Records from a collection:
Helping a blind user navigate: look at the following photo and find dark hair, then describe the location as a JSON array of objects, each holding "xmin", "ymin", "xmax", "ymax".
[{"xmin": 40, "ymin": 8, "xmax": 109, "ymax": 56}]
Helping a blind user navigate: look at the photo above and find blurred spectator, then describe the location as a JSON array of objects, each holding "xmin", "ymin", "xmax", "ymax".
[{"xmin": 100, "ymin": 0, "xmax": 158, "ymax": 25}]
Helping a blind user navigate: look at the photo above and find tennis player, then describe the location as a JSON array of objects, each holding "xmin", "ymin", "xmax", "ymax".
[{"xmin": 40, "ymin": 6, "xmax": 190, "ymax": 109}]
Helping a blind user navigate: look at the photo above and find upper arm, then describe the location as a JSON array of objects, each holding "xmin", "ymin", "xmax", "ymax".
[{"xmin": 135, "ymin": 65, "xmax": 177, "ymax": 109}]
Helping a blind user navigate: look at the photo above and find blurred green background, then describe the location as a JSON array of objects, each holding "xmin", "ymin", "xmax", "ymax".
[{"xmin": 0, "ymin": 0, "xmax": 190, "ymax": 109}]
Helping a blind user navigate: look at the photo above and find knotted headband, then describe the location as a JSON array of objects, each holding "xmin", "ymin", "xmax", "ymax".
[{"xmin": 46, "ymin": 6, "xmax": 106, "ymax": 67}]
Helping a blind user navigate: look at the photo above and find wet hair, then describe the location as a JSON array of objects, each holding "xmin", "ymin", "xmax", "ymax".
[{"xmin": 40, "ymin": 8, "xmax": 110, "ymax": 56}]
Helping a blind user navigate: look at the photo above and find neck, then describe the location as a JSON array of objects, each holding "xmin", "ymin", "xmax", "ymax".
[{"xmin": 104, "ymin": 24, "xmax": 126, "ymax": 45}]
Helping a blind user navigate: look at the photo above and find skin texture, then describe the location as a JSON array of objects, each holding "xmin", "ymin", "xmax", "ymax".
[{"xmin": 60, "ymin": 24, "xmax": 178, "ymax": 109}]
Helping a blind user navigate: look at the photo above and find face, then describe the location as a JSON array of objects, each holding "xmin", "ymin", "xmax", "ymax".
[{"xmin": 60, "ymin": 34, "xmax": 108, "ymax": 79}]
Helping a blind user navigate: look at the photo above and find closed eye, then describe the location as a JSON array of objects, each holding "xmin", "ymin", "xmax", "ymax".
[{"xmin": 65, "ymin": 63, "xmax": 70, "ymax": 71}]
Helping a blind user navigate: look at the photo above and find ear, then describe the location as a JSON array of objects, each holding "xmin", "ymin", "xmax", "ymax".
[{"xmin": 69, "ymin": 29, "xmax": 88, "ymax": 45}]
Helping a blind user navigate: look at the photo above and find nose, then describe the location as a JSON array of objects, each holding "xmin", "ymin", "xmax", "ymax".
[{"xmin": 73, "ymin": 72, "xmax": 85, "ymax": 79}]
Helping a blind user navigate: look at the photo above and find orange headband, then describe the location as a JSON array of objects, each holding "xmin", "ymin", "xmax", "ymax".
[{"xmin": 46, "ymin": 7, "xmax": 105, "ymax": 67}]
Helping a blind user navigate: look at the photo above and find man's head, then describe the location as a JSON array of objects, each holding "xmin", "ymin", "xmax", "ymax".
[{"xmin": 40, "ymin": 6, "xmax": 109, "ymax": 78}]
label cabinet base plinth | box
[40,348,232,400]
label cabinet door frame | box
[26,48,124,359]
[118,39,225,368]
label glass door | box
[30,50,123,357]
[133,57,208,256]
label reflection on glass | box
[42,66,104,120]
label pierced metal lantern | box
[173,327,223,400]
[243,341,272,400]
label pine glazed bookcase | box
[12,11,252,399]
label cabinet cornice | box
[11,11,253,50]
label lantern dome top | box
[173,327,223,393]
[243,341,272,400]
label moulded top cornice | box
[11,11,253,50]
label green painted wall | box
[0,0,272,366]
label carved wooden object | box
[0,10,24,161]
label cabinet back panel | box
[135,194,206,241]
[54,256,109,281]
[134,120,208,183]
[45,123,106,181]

▶ **WHAT YOU ARE ASKED TO DO**: Return all of the items above word for word, with every line kept as it stands.

▶ **EXPECTED ANSWER**:
Helping a blind user navigate: look at the following photo and find dark hair, then describe the location as a JSON array of objects, each holding "xmin", "ymin", "xmax", "ymax".
[{"xmin": 40, "ymin": 8, "xmax": 109, "ymax": 56}]
Helping a blind user navigate: look at the photo above and find blurred spectator, then describe the location as a JSON array of objects, each holding "xmin", "ymin", "xmax", "ymax".
[{"xmin": 100, "ymin": 0, "xmax": 158, "ymax": 25}]
Helping a blind user navigate: look at the photo above and find tennis player, then describe the location as a JSON array of objects, each holding "xmin", "ymin", "xmax", "ymax".
[{"xmin": 40, "ymin": 6, "xmax": 190, "ymax": 109}]
Helping a blind user navigate: look at the photo above and find upper arm, then describe the location as a JSON array of objects, each holding "xmin", "ymin", "xmax", "ymax".
[{"xmin": 135, "ymin": 65, "xmax": 177, "ymax": 109}]
Helping a blind user navigate: look at the photo above and find blurred green background, then describe the location as a JSON array of objects, each holding "xmin", "ymin", "xmax", "ymax".
[{"xmin": 0, "ymin": 0, "xmax": 190, "ymax": 109}]
Helping a blind user navigate: look at the photo above and find knotted headband, then describe the location as a JSON array of objects, each holding "xmin", "ymin", "xmax", "ymax".
[{"xmin": 46, "ymin": 6, "xmax": 106, "ymax": 67}]
Helping a blind user navigate: look at the photo above and find wet hair, then describe the location as a JSON array of objects, each holding "xmin", "ymin", "xmax", "ymax".
[{"xmin": 40, "ymin": 8, "xmax": 110, "ymax": 56}]
Helping a blind user navigate: look at the photo above and find neck, then describe the location as a JSON array of objects, each holding "xmin", "ymin", "xmax", "ymax".
[{"xmin": 104, "ymin": 24, "xmax": 126, "ymax": 45}]
Helping a blind user navigate: look at the photo above and find skin texture, then describe the location as a JSON array of objects, each holding "xmin", "ymin", "xmax", "ymax".
[{"xmin": 60, "ymin": 24, "xmax": 178, "ymax": 109}]
Helping a blind user navigate: look at the photo above and find face, then describe the location as a JSON array of objects, each holding "xmin", "ymin", "xmax", "ymax".
[{"xmin": 60, "ymin": 34, "xmax": 108, "ymax": 79}]
Helping a blind user navigate: look at the photo above and find closed eye, then describe the location as a JSON array of objects, each holding "xmin", "ymin", "xmax", "ymax".
[{"xmin": 65, "ymin": 63, "xmax": 70, "ymax": 71}]
Helping a blind user navigate: look at the photo above and find ear, then describe the location as a JSON array of objects, each holding "xmin", "ymin", "xmax", "ymax".
[{"xmin": 69, "ymin": 29, "xmax": 88, "ymax": 45}]
Helping a blind user navigate: look at the photo above and find nose, then describe the location as a JSON array of objects, each holding "xmin", "ymin", "xmax", "ymax".
[{"xmin": 73, "ymin": 72, "xmax": 85, "ymax": 79}]
Helping a blind user navigate: look at the photo above and find orange headband, then describe the location as a JSON array of objects, each holding "xmin", "ymin", "xmax", "ymax".
[{"xmin": 46, "ymin": 7, "xmax": 105, "ymax": 67}]
Helping a blind user navigate: look at the photo above and find man's head, then describe the location as a JSON array of objects, each holding "xmin", "ymin", "xmax", "ymax".
[{"xmin": 40, "ymin": 6, "xmax": 109, "ymax": 78}]
label cabinet base plinth | box
[40,348,232,400]
label cabinet door frame | box
[26,48,124,359]
[118,39,225,368]
label glass door | box
[30,50,123,357]
[133,57,208,256]
label reflection on glass | box
[42,66,104,120]
label pierced metal lantern | box
[173,327,223,400]
[243,341,272,400]
label pine glazed bookcase | box
[12,11,252,399]
label cabinet cornice | box
[11,11,253,50]
label lantern dome top | box
[173,327,223,393]
[243,341,272,400]
label moulded top cornice | box
[11,11,253,50]
label green painted wall | box
[0,0,272,366]
label carved wooden object | box
[0,10,24,161]
label cabinet back panel | box
[135,194,206,241]
[54,256,109,281]
[134,120,208,183]
[45,123,106,181]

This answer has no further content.